Pasados ocho meses desde entonces hoy y cuando parece que empieza a estar controlada la segunda oleada de la pandemia, las principales secuelas que ha dejado la tenebrosa enfermedad de la COVID-19 son: incredulidad, desconcierto, inseguridad, desconfianza, miedo, rechazo, desesperanza, cansancio y mucho, mucho dolor. No me equivoco demasiado si digo que nuestro espíritu ha pasado por todos o la mayor parte de esos estados desde el comienzo de la pandemia hasta hoy. Veamos.

Incredulidad porque no podíamos creer que la avanzada y tecnológicamente muy desarrollada sociedad de nuestros tiempos pudiese sufrir un contagio tan rápido, extenso y grave por un virus. Nos parecía que deberíamos estar debidamente preparados para cortarlo de raíz. Lejos de ello, hemos comprobado con estupor lo indefensos que estábamos frente a una “guerra biológica” como la desatada por la pandemia.

Desconcierto, porque, poco a poco, lo que nos parecía inicialmente increíble se fue haciendo realidad. En el campo abonado de los pesimistas anidó fácilmente el estado de abatimiento ante la situación que se avecinaba y los optimistas fueron comprobando estadísticamente que se iban haciendo realidad los negros presagios de los que anunciaban la llegada de las “penas del infierno”.

Inseguridad, porque el enemigo invisible al que había que hacer frente, nuestros contrincantes, eran los coronavirus, que no exceden cada uno de ellos de las 15 micras de longitud. Este enemigo oculto, del que los más preparados sabían más bien poco, no solo campaba a sus anchas por doquier, sino que se iba propagando incontroladamente por nuestro entorno, generando la sensación de que podíamos caer en sus garras.

Desconfianza, porque las aseveraciones que propagaban a diario en sus comparecencias públicas los políticos y sanitarios encargados de gestionar los recursos contra la pandemia eran rápidamente contradichas por los hechos, lo cual situaba a los informadores “oficiales” ante una especie de “piñata”, en la que no hacían más que dar palos de ciego, dando la impresión de que vivían en un estado de permanente improvisación.

Miedo, porque las noticias sobre el creciente número de contagios y de fallecidos, sobre cuyo número no había la exigible política de transparencia informativa, provocaba que creciera la sensación de que perdíamos el control de nuestro quehacer diario, lo cual se traducía en que veíamos a los familiares, amigos y allegados como posibles portadores de la amenaza.

Orden de trabajo 1
Según el extracto sobre la pandemia, ¿qué longitud máxima tiene cada coronavirus?
Orden de trabajo 2
Copia del extracto sobre la pandemia el pasaje que empieza en "Inseguridad, porque el" y termina en "de permanente improvisación.".
Las líneas que vienen después no guardan ninguna relación con el extracto.

Datos para análisis
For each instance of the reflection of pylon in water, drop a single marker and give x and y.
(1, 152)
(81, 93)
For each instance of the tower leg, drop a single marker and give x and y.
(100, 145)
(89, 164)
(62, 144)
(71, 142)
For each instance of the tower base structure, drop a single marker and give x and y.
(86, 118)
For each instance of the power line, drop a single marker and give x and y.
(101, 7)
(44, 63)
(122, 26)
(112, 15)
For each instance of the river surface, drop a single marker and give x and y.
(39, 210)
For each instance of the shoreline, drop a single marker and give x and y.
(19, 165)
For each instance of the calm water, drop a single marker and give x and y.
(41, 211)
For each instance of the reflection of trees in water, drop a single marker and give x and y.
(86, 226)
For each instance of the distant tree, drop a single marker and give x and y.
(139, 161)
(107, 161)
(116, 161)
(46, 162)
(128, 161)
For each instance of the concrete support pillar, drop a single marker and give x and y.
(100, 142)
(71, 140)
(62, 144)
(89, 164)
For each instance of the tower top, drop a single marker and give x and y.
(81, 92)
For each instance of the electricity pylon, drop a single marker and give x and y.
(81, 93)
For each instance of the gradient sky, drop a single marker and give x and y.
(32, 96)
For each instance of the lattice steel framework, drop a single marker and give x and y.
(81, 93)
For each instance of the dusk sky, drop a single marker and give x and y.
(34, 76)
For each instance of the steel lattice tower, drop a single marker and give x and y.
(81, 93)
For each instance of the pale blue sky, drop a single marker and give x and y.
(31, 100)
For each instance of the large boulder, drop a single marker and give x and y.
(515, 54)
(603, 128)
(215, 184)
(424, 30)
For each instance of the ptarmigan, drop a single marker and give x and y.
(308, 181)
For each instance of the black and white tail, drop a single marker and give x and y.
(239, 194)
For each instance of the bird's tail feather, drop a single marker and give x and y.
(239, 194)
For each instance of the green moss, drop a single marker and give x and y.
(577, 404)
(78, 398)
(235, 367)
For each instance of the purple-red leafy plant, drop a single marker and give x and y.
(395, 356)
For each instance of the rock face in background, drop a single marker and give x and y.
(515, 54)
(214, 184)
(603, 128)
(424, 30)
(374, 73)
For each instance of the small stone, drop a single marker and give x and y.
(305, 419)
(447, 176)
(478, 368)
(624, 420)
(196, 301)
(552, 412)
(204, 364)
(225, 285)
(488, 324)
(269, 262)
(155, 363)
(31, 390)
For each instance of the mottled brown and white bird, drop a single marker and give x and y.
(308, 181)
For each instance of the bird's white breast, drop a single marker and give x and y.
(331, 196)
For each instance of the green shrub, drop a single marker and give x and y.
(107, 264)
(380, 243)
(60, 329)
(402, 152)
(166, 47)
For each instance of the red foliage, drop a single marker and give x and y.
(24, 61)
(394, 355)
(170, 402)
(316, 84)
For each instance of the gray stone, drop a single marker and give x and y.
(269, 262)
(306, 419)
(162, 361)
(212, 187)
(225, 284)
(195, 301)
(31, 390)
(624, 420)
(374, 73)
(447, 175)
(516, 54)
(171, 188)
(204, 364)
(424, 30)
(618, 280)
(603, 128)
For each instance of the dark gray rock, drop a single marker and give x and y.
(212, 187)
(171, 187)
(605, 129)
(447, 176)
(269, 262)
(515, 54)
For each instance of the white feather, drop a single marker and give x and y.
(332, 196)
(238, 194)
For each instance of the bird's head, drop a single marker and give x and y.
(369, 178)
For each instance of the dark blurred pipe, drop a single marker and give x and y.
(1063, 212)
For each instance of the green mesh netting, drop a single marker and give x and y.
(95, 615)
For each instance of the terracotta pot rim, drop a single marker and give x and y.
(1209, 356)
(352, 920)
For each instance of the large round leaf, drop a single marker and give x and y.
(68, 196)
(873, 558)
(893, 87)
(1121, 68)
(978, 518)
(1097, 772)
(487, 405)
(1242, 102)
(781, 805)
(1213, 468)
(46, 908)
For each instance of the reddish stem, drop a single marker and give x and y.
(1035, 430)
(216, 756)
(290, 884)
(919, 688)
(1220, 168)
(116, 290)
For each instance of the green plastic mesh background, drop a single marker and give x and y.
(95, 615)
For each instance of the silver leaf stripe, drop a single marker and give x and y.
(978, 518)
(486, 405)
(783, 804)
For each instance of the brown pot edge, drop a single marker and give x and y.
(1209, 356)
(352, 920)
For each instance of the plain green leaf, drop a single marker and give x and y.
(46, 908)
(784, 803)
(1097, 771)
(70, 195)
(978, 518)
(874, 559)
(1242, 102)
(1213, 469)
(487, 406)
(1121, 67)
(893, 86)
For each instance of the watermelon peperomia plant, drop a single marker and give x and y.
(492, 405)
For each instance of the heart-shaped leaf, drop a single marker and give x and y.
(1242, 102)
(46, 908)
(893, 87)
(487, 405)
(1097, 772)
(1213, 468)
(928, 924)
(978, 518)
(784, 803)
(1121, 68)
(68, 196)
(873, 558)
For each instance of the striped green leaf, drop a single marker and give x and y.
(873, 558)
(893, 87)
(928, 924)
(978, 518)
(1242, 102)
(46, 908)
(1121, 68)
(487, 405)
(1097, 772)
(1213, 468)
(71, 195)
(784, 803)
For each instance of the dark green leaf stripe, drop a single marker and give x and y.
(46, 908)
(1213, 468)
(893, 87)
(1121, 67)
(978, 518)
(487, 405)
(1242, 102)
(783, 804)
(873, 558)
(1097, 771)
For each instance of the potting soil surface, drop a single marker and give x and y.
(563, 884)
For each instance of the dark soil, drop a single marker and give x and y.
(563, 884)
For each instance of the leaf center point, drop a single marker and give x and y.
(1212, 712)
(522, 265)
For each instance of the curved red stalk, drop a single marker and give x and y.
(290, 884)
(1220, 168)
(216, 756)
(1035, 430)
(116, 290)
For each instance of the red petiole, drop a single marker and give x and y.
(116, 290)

Respuesta a la tarea 1
Cada coronavirus no excede de las 15 micras de longitud.

Respuesta a la tarea 2
Inseguridad, porque el enemigo invisible al que había que hacer frente, nuestros contrincantes, eran los coronavirus, que no exceden cada uno de ellos de las 15 micras de longitud. Este enemigo oculto, del que los más preparados sabían más bien poco, no solo campaba a sus anchas por doquier, sino que se iba propagando incontroladamente por nuestro entorno, generando la sensación de que podíamos caer en sus garras.

Desconfianza, porque las aseveraciones que propagaban a diario en sus comparecencias públicas los políticos y sanitarios encargados de gestionar los recursos contra la pandemia eran rápidamente contradichas por los hechos, lo cual situaba a los informadores “oficiales” ante una especie de “piñata”, en la que no hacían más que dar palos de ciego, dando la impresión de que vivían en un estado de permanente improvisación.